■ GIVEN PASSAGE:
● ● ● ● ● ● ●

More Evidence Linking
Hostility To Heart Disease

NEW YORK(Reuters Health) -- Researchers have found more evidence that hostility can contribute to heart disease, according to a report in the current issue of the journal Psychosomatic Medicine.
Dr. Raymond Niaura of Brown University School of Medicine in Providence, Rhode Island, and colleagues found that hostility may be linked to the metabolic syndrome -- a set of risk factors associated with heart disease, including obesity, blood pressure, and insulin resistance. Insulin resistance occurs when the body becomes less responsive to the hormone insulin, and may be a precursor of diabetes.
``It has not really been clear how hostility plays itself out in terms of physiological risk,'' said Niaura in an interview with Reuters Health. ``We're seeing how all these things interconnect for the first time.''
The researchers studied over 1,000 men aged 44 to 92 who participated in the Normative Aging Study between 1987 and 1991. When measured on the Cook-Hedley Hostility Scale, the participants with higher hostility scores were more likely to also be overweight, have abdominal and upper body obesity, and have insulin resistance -- all risk factors for heart disease.

● ● ● ● ● ● ●

■ EXTRACTED ENTRIES:
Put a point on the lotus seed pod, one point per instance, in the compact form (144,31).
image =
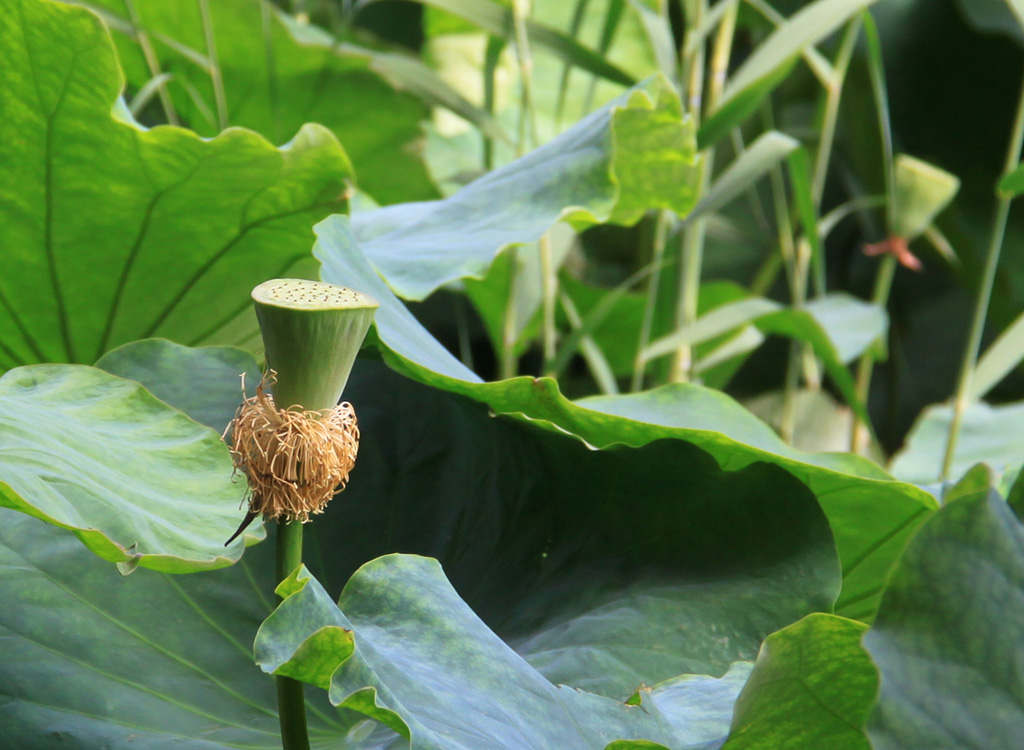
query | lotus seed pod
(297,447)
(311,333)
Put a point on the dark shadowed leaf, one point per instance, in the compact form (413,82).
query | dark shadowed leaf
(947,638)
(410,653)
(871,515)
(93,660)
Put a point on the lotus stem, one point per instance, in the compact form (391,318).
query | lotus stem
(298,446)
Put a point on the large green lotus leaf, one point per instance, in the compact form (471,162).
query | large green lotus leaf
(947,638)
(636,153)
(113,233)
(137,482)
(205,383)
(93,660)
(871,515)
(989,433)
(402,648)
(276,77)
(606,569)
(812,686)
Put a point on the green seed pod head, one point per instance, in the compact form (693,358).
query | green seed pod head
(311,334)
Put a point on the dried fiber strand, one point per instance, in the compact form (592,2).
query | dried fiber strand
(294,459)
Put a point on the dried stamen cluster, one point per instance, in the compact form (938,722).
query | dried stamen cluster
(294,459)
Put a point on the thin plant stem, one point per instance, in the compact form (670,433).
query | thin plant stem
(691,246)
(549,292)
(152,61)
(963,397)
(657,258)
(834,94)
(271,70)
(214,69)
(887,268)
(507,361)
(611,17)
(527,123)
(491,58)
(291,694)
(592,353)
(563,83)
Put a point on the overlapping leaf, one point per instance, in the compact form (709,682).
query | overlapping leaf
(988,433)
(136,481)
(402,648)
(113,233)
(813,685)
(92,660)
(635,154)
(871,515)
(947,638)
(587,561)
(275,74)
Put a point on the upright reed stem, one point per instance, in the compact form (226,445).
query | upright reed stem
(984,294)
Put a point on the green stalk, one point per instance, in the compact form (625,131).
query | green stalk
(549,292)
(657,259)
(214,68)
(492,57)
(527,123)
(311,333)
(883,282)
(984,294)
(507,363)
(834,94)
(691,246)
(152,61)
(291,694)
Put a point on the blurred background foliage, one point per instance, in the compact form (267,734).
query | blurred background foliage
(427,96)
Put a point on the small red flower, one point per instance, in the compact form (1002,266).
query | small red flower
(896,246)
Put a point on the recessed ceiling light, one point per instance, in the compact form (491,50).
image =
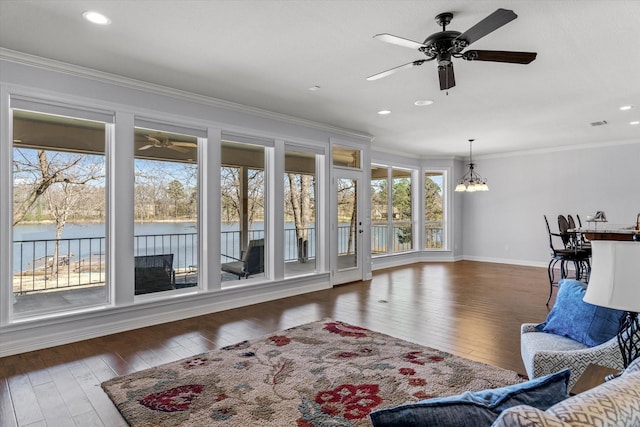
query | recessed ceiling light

● ● ● ● ● ● ●

■ ACTIVITY 1: From the hostility and heart disease article, reproduce the passage that begins with the words "More Evidence Linking" and ends after the words "precursor of diabetes.".
■ ACTIVITY 2: In the hostility and heart disease article, what instrument was used to measure the participants' hostility?

■ EXPECTED OUTPUT 1:
More Evidence Linking
Hostility To Heart Disease

NEW YORK(Reuters Health) -- Researchers have found more evidence that hostility can contribute to heart disease, according to a report in the current issue of the journal Psychosomatic Medicine.
Dr. Raymond Niaura of Brown University School of Medicine in Providence, Rhode Island, and colleagues found that hostility may be linked to the metabolic syndrome -- a set of risk factors associated with heart disease, including obesity, blood pressure, and insulin resistance. Insulin resistance occurs when the body becomes less responsive to the hormone insulin, and may be a precursor of diabetes.

■ EXPECTED OUTPUT 2: The Cook-Hedley Hostility Scale.